--- Material provided Enclosed Below ---

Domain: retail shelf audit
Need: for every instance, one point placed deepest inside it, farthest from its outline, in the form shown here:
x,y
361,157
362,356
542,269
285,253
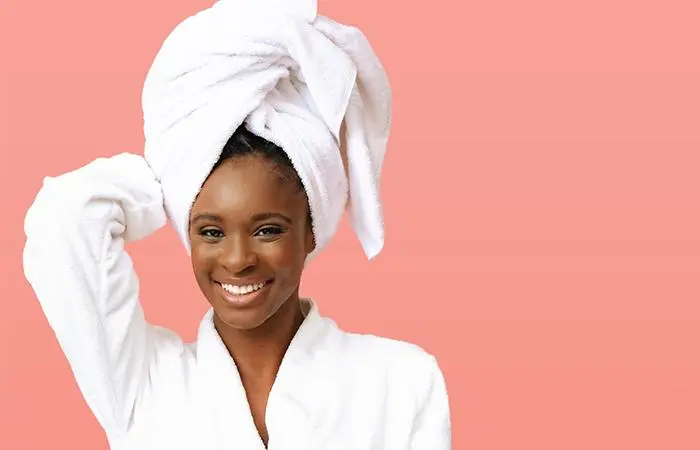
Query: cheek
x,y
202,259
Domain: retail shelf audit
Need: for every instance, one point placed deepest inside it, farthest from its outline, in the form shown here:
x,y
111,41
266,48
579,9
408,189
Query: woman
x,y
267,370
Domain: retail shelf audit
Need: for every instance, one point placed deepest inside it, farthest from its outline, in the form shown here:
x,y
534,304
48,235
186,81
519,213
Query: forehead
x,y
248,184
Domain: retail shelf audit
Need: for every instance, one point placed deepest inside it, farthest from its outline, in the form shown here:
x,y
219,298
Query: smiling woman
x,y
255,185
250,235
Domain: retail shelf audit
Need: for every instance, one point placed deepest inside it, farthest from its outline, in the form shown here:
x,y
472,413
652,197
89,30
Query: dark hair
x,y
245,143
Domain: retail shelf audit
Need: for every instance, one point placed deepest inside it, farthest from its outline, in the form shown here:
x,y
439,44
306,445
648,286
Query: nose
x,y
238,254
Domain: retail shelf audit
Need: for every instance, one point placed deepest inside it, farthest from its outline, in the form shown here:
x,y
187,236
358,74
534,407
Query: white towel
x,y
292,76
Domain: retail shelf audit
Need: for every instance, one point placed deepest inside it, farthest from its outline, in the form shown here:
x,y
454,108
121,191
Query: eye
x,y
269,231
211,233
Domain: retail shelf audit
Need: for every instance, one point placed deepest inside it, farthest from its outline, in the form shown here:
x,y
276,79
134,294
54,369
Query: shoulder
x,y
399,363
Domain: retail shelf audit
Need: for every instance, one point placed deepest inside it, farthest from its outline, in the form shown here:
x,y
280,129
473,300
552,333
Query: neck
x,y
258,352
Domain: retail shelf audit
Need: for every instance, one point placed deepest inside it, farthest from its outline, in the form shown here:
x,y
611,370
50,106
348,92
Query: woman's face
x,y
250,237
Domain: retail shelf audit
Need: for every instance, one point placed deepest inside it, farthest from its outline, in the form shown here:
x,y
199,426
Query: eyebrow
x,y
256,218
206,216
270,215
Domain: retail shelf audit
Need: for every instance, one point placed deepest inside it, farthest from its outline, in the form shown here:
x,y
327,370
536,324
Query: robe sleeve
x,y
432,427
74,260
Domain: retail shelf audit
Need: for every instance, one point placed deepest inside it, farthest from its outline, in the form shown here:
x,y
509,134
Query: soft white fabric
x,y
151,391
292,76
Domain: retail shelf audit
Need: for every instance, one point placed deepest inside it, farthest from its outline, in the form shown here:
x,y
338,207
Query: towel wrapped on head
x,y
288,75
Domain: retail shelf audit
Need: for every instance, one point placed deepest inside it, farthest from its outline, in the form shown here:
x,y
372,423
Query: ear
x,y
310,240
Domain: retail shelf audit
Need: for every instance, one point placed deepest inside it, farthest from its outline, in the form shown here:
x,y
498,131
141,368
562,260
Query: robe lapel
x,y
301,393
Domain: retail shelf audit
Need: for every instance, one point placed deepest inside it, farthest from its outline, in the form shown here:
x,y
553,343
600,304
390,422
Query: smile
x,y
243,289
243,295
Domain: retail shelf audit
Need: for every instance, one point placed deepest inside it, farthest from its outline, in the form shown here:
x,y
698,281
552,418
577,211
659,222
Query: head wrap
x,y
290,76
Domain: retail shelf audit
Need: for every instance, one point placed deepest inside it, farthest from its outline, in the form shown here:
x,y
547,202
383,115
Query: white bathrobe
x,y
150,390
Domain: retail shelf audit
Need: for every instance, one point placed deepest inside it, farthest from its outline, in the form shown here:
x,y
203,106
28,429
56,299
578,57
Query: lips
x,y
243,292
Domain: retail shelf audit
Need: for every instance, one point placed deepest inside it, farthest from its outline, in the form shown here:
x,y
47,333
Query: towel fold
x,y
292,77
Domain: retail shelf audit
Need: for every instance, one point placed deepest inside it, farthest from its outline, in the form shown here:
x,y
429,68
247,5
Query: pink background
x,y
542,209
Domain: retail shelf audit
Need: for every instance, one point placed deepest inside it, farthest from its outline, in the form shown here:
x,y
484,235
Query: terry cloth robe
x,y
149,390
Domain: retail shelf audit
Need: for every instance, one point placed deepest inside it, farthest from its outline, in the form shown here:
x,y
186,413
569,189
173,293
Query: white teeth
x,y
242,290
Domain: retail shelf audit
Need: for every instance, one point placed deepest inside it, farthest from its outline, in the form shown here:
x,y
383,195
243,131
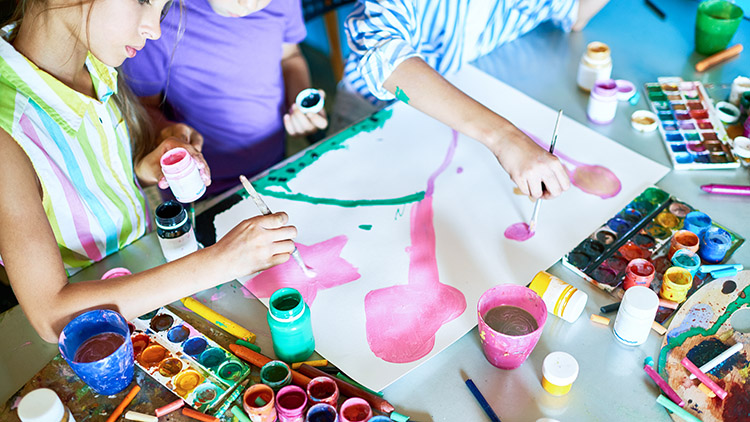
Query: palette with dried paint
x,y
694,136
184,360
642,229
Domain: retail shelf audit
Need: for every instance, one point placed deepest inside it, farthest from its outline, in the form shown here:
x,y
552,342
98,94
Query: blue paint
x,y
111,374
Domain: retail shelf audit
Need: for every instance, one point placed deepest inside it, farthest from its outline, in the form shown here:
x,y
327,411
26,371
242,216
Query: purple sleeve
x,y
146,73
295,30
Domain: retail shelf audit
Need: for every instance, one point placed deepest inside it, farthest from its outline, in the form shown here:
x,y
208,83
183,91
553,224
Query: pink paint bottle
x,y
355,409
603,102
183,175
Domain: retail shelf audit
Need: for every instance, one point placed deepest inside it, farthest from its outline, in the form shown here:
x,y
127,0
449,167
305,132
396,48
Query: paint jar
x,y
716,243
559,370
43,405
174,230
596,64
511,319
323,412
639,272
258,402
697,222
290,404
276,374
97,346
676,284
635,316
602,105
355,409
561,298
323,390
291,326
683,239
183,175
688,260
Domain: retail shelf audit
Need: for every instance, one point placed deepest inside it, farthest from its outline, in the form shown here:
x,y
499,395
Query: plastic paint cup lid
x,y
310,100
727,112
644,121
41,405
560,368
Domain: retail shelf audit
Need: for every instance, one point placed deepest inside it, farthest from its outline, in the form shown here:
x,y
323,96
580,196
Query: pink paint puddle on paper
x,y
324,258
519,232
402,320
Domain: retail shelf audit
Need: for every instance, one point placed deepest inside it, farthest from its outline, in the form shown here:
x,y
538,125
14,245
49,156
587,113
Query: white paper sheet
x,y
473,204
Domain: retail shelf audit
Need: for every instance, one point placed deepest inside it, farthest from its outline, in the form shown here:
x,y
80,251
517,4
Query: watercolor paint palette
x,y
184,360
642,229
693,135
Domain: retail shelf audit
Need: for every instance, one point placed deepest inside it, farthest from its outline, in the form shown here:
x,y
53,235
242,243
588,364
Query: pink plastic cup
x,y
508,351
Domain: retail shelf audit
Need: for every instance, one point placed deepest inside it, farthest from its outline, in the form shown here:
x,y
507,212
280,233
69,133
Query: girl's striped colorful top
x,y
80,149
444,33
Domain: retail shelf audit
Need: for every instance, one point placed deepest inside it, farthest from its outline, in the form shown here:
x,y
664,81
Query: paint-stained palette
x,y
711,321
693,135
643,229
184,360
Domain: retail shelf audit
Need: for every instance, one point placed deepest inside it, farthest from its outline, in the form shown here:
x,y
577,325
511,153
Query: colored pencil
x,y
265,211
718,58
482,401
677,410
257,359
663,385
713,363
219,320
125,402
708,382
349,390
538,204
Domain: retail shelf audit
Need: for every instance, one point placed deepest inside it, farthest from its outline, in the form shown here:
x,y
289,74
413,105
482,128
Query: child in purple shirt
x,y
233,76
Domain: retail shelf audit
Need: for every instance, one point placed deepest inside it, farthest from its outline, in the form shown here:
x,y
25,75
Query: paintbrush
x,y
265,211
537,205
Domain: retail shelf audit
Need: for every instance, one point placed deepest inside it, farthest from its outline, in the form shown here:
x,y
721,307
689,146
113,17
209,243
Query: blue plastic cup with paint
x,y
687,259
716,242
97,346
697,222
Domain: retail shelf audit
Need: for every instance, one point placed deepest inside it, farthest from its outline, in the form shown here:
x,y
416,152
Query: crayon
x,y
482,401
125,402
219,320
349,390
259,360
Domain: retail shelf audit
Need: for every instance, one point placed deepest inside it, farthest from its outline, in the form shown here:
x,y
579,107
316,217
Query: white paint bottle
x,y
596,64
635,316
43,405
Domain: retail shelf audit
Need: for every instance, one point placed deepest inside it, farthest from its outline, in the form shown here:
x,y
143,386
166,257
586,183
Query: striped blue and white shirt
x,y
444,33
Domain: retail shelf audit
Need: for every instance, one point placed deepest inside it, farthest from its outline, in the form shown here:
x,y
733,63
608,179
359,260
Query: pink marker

--- End of Enclosed Material provided ---

**Task brief**
Only the lines from the one with "Query: white paint bottle" through the final line above should be repeated, each exactly as written.

**Response**
Query: white paint bottle
x,y
596,64
635,316
43,405
Domain: retail shelf audit
Need: for every instance, one point placed deepest inside it, farthest from its outline, in the form shown here:
x,y
143,386
166,257
586,183
Query: striped blue and white shirt
x,y
444,33
Domain: retail shelf audit
Need: for every instance, one point placed deepest inside it, farthest from its outline, in the form shown here:
x,y
733,63
608,179
359,260
Query: pink marker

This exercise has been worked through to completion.